====== SUPPLIED RECORDS

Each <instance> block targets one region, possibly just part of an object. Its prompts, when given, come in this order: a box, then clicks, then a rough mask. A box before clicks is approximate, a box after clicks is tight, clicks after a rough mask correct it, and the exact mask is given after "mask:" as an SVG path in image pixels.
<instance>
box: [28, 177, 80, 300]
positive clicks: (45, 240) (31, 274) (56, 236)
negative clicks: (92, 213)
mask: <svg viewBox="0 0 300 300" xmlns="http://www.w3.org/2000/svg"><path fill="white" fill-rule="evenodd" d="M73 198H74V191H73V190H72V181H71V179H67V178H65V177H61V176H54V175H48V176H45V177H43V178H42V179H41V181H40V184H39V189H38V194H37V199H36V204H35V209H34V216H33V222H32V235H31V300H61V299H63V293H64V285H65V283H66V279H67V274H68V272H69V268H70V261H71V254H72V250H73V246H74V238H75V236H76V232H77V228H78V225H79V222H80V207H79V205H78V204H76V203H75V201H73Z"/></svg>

============

Extract the complete listing above, reproducing each line exactly.

Each <instance> block targets one region, possibly just part of an object. Its prompts, when given, come in this order: a box, then clicks, then a rough mask. A box before clicks is approximate, a box after clicks is tight, clicks after a rough mask correct it, and the exact mask is given after "mask:" as an SVG path in image pixels.
<instance>
box: [28, 177, 80, 300]
positive clicks: (45, 240) (31, 274) (56, 236)
negative clicks: (92, 213)
mask: <svg viewBox="0 0 300 300" xmlns="http://www.w3.org/2000/svg"><path fill="white" fill-rule="evenodd" d="M73 198H74V191H73V190H72V181H71V179H67V178H65V177H61V176H54V175H48V176H45V177H43V178H42V179H41V181H40V184H39V189H38V194H37V199H36V204H35V209H34V216H33V222H32V235H31V300H61V299H63V293H64V285H65V283H66V279H67V274H68V272H69V268H70V261H71V254H72V250H73V246H74V238H75V236H76V232H77V228H78V225H79V222H80V207H79V205H78V204H76V203H75V201H73Z"/></svg>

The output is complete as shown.